Task instructions:
Continue the passage below on Cheltenham's economy under the coalition government, picking up after its final sentence.

A stronger economy – locally and nationally

In 2015, after five years with the Lib Dems in government locally and nationally, Cheltenham was enjoying its strongest economy in years with a big drop in unemployment, local businesses reporting healthy order books and both businesses and householders still enjoying low interest rates and mortgage payments.  As MP, Martin backed both the coalition government and Cheltenham’s LibDem-led council in taking the tough decisions necessary to build sustainable prosperity and worked hard to lobby for and promote local business.

All this is now at risk from the Conservatives’ suicidal drive towards ‘Brexit’ which could could see the UK drop out of the world’s largest single market like a crate of eggs out of the back of a lorry.  The Conservatives’ initial arrogance and aggressive approach towards the EU negotiations and their chaotic and unco-ordinated approach to Brexit generally is undermining business confidence further.

Click on the image to watch Martin working for local business when he was MP: opening the new Chamber of Commerce business centre

Back in 2010, the new coalition government inherited a massive financial crisis from the last Labour government.  Whoever you blame, the situation in the 2009/10 financial year was that:

  • Government was spending £153 billion pounds* a year more than it was raising
  • This represented 10.2%* of GDP (the value of the economy)
  • If this hadn’t been brought under control, our economy would quickly have gone the way of Greece and others and our interest rates – which set the cost of borrowing by businesses as well as your mortgage – might have skyrocketed, doing serious damage to the economy, increasing the cost of living for homeowners and throwing millions out of work
  • Unemployment in Cheltenham was already 2251 or  4.5%**, the highest in years
Martin at Safran (then Messier-Bugatti-Dowty)

To strengthen the economy, Martin and the Liberal Democrats backed the tough decisions – opposed by Labour – which did bring public spending under control, reduced that overspend by a third and reassured financial markets so that business borrowing and mortgage rates in Cheltenham were kept low as we fought off recession. By 2015:

  • Government overspending was expected to be £91.3 billion*, still very high but down by a massive £61 billion a year
  • This represented 5% of GDP* – half the value it was five years previously
  • The economy was the fastest growing economy of any of the G7 group of major economies, growing 2.6% in 2014/15 and it was estimated to keep growing at 2.5% a year – until the disastrous Brexit vote
  • Earnings were finally starting to go up too.  Together with the fall in fuel prices, this helped everyone by bringing the cost of living down this year.  The Office of Budget Responsibility confirmed living standards were higher in 2015 than they were in 2010.
  • Unemployment in Cheltenham fell to 854 or just 1.6%** Under the coalition, the UK had the strongest employment growth in the G7.  The number of young people claiming unemployment benefits was at its lowest since the 1970s.

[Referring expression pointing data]
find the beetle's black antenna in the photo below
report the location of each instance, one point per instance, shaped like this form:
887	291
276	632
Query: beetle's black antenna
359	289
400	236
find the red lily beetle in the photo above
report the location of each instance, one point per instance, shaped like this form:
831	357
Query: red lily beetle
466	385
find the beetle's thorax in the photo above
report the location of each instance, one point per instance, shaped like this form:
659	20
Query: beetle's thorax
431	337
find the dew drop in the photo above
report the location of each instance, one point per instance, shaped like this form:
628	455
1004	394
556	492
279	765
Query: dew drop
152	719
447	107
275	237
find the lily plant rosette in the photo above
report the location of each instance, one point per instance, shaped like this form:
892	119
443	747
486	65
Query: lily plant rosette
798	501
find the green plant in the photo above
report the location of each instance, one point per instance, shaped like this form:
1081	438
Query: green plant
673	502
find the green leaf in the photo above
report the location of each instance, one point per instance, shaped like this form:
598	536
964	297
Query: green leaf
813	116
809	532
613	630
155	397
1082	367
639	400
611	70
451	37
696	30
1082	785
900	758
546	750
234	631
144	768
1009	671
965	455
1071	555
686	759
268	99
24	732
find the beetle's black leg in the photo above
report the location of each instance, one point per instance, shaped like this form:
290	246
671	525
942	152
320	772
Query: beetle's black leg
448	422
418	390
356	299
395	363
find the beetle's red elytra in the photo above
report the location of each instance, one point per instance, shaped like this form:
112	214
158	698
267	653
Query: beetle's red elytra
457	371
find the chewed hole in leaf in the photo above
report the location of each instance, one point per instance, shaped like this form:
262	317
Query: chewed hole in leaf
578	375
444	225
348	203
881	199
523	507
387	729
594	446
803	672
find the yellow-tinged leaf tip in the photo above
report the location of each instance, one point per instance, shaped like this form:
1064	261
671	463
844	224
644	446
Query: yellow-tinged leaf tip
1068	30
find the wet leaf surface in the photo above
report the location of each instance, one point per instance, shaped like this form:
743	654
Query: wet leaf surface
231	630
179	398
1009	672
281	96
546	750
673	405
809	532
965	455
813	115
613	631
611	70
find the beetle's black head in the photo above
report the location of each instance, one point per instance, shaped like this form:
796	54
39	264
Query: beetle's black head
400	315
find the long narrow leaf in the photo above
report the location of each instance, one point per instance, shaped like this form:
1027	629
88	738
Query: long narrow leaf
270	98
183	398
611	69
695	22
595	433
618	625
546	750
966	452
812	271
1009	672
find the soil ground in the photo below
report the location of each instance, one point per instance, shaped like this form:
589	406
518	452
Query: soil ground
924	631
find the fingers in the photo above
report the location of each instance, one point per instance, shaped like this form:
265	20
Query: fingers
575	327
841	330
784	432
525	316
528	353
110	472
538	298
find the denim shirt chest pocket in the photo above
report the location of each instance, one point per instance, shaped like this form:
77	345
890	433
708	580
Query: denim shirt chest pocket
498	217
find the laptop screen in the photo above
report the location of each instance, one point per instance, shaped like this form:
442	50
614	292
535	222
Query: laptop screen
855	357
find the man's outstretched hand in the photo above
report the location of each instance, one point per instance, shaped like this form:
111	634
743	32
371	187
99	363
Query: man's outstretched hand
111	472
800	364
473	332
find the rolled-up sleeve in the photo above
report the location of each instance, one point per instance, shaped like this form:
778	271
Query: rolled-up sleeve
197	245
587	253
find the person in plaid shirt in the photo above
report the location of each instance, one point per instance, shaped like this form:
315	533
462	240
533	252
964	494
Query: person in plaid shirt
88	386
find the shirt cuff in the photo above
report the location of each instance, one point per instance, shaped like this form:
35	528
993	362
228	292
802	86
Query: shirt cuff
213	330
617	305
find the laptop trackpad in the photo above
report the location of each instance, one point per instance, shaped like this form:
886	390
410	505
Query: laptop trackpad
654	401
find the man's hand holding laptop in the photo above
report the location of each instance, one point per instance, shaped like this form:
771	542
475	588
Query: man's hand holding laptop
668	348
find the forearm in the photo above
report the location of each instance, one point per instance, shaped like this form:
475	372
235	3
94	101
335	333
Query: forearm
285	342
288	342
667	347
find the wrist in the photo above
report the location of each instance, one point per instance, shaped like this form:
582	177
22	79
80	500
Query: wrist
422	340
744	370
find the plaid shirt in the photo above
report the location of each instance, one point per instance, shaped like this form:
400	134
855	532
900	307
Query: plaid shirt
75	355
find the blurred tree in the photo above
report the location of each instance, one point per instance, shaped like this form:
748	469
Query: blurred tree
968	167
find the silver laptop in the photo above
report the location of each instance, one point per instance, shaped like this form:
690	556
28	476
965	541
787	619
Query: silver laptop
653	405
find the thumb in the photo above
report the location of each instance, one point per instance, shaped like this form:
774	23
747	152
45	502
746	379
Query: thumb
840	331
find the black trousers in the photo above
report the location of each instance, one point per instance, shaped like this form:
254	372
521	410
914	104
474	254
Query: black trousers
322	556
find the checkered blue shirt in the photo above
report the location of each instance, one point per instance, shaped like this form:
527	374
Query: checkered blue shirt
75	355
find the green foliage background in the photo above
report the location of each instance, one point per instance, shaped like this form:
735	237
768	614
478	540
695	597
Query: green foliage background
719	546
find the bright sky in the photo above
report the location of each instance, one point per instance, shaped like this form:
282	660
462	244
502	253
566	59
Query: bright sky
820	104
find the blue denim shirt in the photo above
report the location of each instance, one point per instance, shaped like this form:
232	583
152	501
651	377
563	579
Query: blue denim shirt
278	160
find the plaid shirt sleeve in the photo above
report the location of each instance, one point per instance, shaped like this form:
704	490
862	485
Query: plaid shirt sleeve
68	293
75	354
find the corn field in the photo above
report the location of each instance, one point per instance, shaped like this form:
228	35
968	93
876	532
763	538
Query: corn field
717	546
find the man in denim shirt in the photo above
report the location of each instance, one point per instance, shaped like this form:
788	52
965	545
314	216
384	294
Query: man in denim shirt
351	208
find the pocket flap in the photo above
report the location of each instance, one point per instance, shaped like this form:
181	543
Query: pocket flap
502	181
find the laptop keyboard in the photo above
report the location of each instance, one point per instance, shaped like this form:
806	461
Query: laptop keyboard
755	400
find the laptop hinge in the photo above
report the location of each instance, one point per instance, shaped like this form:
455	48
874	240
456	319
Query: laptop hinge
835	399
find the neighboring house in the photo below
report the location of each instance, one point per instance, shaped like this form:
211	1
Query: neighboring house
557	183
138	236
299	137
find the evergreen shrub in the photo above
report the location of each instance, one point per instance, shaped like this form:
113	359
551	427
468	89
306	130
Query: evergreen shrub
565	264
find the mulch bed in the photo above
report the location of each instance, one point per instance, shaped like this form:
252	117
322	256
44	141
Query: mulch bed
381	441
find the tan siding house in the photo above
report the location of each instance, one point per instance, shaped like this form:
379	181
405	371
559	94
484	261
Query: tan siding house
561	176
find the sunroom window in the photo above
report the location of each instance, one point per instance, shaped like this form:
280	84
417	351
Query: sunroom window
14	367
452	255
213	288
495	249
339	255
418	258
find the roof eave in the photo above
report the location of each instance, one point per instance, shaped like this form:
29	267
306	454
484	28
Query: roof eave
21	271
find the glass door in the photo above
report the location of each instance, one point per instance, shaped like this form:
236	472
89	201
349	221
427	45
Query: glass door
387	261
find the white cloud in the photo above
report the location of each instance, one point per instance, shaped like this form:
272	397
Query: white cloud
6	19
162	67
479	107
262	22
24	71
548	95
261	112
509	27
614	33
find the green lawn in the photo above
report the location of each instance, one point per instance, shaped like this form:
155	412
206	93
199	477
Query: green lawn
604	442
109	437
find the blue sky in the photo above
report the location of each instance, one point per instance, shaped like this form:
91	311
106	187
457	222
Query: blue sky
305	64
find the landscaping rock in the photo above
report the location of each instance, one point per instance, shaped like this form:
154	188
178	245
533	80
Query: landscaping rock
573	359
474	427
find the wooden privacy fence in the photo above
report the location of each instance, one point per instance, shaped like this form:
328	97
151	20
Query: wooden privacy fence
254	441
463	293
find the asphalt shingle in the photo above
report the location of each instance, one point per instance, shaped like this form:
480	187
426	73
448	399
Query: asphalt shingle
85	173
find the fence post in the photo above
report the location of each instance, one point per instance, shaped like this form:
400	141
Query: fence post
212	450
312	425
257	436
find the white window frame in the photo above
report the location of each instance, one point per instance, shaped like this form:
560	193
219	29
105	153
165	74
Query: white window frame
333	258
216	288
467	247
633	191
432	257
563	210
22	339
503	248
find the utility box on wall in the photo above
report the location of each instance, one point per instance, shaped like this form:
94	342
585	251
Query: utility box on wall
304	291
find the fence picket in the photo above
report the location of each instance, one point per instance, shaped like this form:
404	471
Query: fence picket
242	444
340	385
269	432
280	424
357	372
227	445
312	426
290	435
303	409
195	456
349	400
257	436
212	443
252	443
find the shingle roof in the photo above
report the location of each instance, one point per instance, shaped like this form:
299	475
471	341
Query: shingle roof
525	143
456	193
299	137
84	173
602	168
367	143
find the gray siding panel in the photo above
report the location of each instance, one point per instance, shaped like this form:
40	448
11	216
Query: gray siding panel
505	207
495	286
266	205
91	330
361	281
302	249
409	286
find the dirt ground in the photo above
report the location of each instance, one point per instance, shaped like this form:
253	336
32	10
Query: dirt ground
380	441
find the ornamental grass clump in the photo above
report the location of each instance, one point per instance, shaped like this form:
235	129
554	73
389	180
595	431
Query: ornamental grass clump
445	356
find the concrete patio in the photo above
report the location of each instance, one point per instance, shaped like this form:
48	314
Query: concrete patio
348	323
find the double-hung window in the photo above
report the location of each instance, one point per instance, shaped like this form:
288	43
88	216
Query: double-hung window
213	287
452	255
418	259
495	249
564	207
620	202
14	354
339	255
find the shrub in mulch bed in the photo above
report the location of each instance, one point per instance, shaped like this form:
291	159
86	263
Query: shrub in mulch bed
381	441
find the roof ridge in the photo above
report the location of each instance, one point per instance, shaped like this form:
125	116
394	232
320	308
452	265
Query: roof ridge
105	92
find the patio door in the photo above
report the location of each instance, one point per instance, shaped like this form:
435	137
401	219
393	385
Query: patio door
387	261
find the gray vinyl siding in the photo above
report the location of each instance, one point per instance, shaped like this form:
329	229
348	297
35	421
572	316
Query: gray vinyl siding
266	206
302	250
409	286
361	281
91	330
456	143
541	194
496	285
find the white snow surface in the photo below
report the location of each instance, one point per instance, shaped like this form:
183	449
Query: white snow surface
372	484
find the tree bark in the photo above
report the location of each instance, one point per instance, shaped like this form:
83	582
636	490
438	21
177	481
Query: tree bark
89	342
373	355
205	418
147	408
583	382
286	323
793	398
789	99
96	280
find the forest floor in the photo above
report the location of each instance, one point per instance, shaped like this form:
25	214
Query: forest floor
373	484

Exercise response:
Sources: * Office of Budget Responsibility 2014/15 ** Department of Work & Pensions

But a stronger economy isn’t just a fast-growing one – it must be sustainable too:

  • The coalition launched the world’s first Green Investment Bank and locked investment in low-carbon energy into energy markets through the Energy Act and has created a record number of green jobs. In Cheltenham, Martin has backed local companies like Tidal Lagoon Power and Commercial who have pioneered sustainable jobs and business
  • The coalition created more than 2 million new apprenticeships, 2,610 of them in Cheltenham, building skills for the future
  • Whether we were still in recession or growing again, the coalition kept investing in infrastructure, maintaining spending on public transport and committing another £6 billion investment to flood defences, including more flood defence work in Cheltenham to protect another 240 properties
  • The coalition committed to the largest ever sustained investment in Britain’s science base, including a £2.9 billion Grand Challenges fund to enable the UK to invest in major research facilities.  This progress is now particularly at riosk from Tory Brexit plans.

The economy was stronger locally too.  Cheltenham’s LibDem council faced cuts along with other local authorities –  their net budget fell in cash terms by about 12% over seven years, from £16.1m to £14.2m – but despite the cuts, there was no crisis at Cheltenham Borough Council:

  • £8.5m was found in savings and additional income and ‘austerity’ has had little impact on frontline services. Savings have been made by radical management efficiencies, sharing back office functions and major functions like waste collection with other councils, and turning arts and leisure management over to a charitable trust of which Martin is now an unpaid trustee.
  • Martin and the borough council worked together to win major new investment in developments like the Brewery, North Place and in local transport, including £5m for local sustainable transport, £45m for the redoubling of the Swindon/Kemble line to improve services  to Swindon, Reading and London and an ambitious plan to upgrade parking, access and facilities at Cheltenham Spa station which has now won widespread backing.

In stark contrast, The Conservative-led county council has lurched from crisis to crisis – taken to court over its library closures, signing up to a wasteful incinerator contract turned down by its own councillors then forced through by the administration, slapping new on-street parking charges on small business areas and leaving our roads in a total mess.

Martin on a return visit to the Cheltenham business where he worked before being elected MP

As MP, Martin lobbied for and promoted local companies from publisher Edward Elgar to worldbeating clothes retailer SuperDry, from engineering firms like Spirax Sarco, DIS and CF Roberts to IT firms like Innov8ive software.  He worked with business organisations like the Chamber of Commerce, Gfirst LEP and Cheltenham Connect to promote and support local business.

He promoted Cheltenham’s Festivals in Parliament with an eye to drawing even more valuable visitors to the town and encouraged council backing for areas like the Lower High Street that deserved more support.  He supported a more determined strategy to market Cheltenham to visitors, investors and relocating businesses which has now happened with the recent creation of Marketing Cheltenham.

Budget fails Cheltenham

Philip Hammond’s first and last Spring Budget today has failed Cheltenham, say local Liberal Democrats.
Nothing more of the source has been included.